**Problem to solve:** Among the entries that follow, find the lines containing the string "bushy" and copy them.

**Extracted records:**
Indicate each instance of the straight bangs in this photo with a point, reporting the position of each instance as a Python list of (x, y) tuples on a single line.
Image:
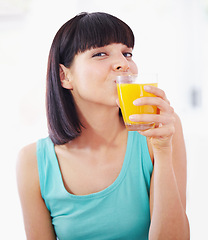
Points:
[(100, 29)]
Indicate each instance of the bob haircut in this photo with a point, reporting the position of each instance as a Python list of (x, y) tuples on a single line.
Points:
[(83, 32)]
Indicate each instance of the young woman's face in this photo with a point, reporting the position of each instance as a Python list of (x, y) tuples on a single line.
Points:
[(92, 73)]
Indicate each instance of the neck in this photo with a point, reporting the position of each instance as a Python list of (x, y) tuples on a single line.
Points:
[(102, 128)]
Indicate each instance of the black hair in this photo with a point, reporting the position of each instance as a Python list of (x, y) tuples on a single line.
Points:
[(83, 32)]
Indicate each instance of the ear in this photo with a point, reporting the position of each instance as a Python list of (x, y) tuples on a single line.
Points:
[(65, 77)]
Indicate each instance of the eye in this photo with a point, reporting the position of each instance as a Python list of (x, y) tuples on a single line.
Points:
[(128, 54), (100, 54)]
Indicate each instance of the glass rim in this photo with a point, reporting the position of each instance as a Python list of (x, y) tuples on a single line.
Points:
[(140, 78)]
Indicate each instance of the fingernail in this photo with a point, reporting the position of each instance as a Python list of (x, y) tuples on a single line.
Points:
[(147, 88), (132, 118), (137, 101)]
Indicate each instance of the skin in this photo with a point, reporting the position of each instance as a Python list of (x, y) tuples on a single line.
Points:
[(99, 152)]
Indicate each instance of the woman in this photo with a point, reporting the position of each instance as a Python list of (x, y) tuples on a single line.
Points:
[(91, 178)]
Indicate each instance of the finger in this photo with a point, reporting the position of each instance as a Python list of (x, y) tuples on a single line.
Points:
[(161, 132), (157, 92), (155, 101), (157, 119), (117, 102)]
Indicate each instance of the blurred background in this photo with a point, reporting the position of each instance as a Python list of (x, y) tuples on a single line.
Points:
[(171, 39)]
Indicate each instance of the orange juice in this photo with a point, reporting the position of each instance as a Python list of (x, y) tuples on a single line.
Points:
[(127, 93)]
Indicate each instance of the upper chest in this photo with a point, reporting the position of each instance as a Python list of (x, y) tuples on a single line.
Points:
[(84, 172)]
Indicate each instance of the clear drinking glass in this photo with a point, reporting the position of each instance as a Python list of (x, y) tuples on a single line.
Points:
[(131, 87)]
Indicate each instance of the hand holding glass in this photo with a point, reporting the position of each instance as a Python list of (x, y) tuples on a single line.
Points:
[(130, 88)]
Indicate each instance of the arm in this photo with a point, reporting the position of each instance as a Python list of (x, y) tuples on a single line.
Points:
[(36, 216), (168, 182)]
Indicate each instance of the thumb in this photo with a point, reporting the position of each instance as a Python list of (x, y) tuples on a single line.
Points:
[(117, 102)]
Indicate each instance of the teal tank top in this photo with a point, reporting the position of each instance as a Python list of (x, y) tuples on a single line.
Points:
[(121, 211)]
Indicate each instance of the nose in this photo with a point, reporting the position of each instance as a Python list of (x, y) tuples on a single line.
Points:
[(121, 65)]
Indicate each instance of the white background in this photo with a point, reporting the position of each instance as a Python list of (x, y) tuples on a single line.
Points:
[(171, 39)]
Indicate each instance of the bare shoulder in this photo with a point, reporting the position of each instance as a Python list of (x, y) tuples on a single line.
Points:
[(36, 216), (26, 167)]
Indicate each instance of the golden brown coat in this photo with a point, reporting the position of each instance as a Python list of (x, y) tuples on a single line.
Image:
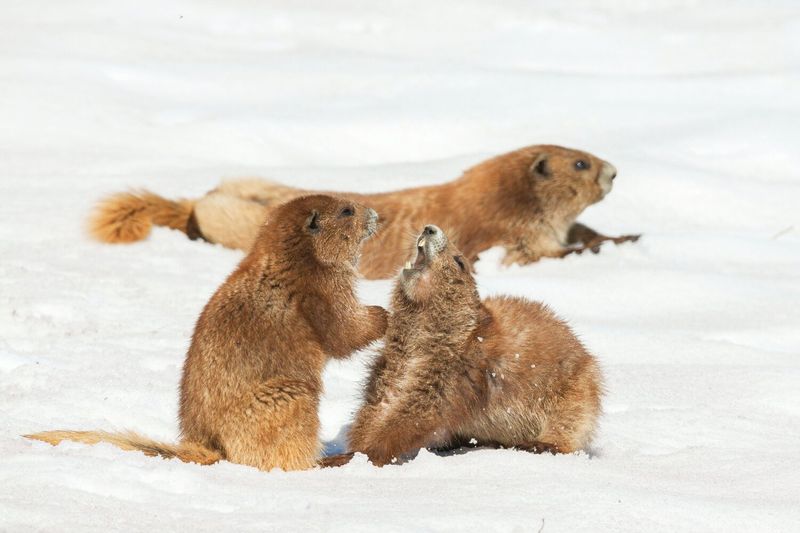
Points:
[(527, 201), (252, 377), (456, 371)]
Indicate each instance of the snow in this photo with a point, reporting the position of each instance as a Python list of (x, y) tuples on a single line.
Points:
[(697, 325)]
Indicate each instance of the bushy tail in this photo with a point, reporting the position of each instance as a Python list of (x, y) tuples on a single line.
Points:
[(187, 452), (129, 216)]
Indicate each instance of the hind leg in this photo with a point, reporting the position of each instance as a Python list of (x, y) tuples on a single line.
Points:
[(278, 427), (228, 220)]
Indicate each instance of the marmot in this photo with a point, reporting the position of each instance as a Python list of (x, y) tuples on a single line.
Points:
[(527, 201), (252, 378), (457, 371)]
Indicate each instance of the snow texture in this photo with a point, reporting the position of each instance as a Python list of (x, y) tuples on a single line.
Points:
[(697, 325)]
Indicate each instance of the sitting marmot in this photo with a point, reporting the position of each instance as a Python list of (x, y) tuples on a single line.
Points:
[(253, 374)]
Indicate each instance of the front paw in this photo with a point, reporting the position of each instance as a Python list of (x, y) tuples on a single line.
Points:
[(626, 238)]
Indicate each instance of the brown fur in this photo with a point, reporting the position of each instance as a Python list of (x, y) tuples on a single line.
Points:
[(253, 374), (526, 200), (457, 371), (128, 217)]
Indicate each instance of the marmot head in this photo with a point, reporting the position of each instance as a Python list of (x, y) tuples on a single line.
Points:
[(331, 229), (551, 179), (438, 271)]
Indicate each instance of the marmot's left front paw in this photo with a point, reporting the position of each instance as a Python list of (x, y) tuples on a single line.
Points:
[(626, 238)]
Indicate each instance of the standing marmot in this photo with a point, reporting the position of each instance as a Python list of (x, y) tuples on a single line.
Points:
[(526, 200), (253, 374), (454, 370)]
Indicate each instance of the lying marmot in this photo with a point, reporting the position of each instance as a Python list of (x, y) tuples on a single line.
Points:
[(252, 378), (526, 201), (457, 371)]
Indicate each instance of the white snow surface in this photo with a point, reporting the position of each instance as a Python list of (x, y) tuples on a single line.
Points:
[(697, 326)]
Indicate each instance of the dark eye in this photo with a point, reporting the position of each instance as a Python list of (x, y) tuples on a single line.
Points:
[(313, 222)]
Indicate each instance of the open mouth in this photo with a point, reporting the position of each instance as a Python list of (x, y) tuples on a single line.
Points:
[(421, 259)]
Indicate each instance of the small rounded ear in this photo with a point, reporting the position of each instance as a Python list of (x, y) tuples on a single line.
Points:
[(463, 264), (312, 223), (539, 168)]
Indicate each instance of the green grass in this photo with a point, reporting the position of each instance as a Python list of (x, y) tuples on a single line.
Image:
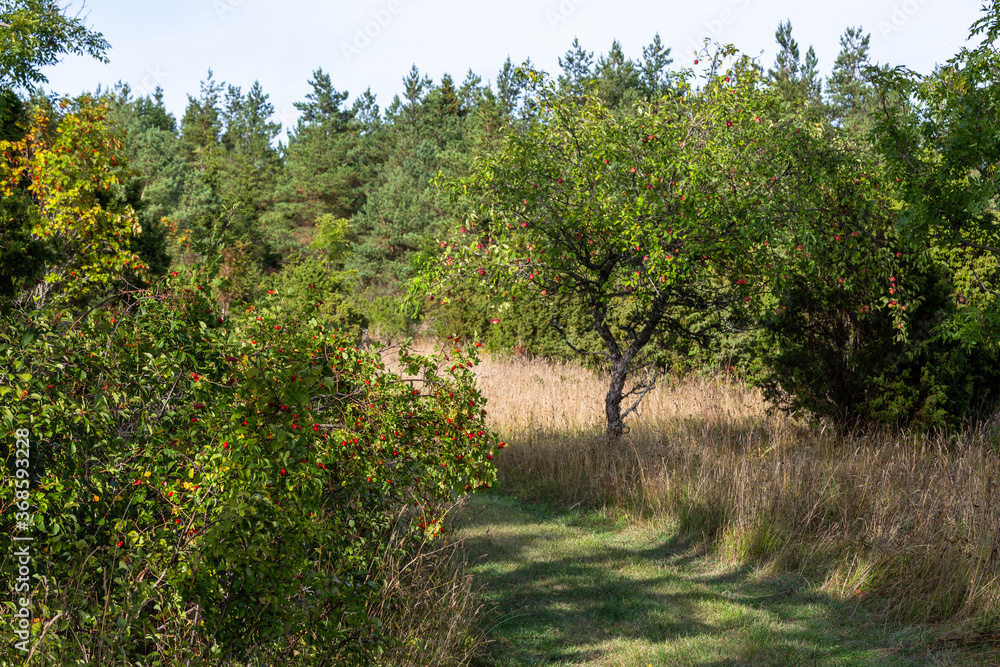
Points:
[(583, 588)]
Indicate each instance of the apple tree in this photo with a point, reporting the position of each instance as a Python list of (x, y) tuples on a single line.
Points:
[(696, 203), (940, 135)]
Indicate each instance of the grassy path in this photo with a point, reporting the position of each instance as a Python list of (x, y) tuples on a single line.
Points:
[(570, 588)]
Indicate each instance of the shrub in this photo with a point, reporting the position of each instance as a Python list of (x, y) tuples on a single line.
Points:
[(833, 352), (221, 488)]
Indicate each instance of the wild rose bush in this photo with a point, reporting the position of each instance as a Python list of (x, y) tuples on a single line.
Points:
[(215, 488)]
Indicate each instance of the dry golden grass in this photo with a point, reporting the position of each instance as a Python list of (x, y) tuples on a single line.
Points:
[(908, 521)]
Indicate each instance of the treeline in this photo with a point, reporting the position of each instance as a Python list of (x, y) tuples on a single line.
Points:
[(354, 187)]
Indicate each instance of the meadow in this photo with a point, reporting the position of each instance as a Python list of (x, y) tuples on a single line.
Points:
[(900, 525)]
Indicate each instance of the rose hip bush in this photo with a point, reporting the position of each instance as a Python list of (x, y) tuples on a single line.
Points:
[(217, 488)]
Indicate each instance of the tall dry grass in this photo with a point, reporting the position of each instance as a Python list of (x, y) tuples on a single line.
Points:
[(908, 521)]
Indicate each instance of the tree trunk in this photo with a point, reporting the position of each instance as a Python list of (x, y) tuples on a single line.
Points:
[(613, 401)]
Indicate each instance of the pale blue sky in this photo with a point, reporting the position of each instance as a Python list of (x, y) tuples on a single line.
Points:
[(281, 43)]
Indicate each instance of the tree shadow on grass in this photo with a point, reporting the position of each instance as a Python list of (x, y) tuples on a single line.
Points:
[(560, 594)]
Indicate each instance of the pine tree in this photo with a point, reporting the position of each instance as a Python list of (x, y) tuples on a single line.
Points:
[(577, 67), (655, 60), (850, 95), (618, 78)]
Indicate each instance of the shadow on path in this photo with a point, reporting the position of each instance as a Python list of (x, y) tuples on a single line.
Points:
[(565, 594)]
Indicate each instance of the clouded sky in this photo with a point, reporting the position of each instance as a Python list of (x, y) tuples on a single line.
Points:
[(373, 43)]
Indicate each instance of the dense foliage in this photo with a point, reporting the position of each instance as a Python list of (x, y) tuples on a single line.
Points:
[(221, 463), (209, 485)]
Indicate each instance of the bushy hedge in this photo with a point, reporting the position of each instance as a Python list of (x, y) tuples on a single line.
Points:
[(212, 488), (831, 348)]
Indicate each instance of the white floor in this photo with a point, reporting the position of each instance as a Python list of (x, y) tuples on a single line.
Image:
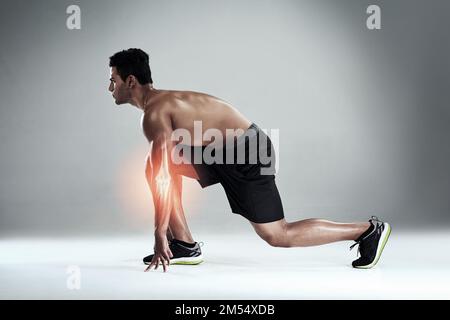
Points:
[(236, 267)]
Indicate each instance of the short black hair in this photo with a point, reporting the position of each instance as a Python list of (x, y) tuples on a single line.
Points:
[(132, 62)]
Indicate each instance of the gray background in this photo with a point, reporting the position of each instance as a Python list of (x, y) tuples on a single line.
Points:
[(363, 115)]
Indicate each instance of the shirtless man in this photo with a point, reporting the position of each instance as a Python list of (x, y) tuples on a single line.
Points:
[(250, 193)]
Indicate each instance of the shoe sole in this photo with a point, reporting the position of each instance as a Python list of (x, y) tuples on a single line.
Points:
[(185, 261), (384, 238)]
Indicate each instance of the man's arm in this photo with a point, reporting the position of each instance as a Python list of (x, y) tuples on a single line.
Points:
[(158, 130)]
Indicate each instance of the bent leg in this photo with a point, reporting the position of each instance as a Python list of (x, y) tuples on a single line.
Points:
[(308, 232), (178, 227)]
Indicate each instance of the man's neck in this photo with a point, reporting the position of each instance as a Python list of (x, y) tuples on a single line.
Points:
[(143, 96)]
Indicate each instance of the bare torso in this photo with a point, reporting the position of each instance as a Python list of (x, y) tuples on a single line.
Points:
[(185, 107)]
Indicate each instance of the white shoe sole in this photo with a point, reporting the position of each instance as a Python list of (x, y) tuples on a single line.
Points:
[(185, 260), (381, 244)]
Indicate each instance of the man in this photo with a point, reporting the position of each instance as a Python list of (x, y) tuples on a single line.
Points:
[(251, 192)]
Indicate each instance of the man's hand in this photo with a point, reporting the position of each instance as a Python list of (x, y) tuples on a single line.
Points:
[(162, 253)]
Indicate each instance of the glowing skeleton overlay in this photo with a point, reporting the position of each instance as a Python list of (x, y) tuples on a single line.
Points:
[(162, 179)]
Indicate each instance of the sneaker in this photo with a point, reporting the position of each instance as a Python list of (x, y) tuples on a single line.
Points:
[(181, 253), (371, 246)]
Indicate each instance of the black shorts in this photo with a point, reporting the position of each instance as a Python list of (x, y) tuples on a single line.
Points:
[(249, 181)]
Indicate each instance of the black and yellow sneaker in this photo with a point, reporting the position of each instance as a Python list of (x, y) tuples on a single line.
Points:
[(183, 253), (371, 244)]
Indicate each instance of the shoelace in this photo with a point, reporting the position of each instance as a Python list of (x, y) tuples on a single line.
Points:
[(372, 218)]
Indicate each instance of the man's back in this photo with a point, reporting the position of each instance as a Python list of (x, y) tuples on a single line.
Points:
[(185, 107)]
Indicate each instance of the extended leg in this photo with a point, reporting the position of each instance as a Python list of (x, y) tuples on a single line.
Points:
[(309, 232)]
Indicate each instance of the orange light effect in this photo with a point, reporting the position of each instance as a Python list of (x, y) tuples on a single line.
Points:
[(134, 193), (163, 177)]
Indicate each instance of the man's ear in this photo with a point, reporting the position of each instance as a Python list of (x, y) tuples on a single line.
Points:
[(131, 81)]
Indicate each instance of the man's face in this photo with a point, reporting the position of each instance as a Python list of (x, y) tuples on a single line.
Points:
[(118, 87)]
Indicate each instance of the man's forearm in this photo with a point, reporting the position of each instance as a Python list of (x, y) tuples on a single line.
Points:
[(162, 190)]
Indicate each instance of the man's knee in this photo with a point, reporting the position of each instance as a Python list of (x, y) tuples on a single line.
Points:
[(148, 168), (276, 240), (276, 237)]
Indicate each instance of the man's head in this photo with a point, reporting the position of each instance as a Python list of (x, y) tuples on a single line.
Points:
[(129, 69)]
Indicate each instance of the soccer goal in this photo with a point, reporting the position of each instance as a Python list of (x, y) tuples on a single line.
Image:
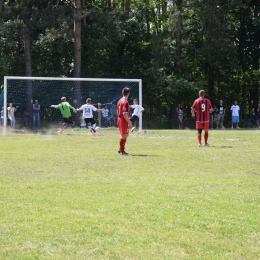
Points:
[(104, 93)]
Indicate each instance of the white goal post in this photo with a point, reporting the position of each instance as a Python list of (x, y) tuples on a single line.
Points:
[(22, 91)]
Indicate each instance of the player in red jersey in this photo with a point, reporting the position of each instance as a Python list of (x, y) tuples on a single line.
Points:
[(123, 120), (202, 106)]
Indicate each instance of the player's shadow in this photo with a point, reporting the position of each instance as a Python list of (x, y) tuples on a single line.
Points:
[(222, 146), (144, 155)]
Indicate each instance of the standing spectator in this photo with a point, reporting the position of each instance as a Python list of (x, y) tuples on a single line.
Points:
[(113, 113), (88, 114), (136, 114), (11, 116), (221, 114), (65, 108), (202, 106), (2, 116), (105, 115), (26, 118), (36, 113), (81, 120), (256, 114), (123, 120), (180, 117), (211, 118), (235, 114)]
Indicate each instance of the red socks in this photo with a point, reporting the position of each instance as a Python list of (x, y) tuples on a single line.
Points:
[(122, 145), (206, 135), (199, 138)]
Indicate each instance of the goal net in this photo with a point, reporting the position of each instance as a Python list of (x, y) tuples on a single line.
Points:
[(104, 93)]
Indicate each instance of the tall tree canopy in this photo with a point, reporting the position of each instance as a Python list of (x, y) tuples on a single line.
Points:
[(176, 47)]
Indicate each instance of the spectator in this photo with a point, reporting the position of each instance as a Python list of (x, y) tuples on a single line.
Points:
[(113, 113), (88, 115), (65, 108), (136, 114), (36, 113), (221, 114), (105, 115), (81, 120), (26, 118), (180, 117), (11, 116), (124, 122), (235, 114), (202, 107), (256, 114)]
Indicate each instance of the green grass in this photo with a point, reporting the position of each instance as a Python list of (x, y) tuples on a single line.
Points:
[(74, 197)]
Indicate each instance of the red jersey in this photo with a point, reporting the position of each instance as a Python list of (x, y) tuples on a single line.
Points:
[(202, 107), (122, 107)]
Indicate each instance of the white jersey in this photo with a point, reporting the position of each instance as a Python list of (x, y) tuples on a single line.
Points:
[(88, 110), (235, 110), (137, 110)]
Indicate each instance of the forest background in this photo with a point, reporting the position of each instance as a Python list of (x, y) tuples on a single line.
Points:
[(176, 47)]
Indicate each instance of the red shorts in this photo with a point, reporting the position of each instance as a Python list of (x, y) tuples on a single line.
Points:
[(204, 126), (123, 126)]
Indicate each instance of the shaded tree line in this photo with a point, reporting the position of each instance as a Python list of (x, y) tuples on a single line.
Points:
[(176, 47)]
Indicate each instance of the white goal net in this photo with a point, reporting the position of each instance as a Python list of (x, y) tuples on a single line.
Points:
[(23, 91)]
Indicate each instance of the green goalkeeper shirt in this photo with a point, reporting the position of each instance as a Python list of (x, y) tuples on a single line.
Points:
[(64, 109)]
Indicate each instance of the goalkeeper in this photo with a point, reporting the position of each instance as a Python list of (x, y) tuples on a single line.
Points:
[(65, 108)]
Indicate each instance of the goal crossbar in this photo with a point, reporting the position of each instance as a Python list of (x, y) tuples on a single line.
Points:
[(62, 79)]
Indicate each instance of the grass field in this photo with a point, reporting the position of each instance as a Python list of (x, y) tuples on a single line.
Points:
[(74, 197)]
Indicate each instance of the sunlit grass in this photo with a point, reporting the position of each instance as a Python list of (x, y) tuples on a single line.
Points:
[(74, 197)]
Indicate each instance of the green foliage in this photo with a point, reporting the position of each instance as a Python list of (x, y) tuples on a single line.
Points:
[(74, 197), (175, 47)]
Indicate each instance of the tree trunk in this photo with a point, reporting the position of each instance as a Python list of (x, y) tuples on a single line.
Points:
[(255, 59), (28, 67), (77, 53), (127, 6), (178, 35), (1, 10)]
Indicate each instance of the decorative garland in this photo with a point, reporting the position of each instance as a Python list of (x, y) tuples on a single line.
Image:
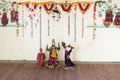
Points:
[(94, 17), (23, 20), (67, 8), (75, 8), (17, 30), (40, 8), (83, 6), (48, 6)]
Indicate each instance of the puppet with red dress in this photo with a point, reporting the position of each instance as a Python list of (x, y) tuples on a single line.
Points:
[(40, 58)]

**Output:**
Indicate each instance of the bushy tail in this photo with a point, reporting the position of each instance as a Python list of (x, y) tuples on a single line.
Indicate each instance of the bushy hedge in this photo with a point, reporting the position of each instance as a Python list of (x, y) tuples on a single line.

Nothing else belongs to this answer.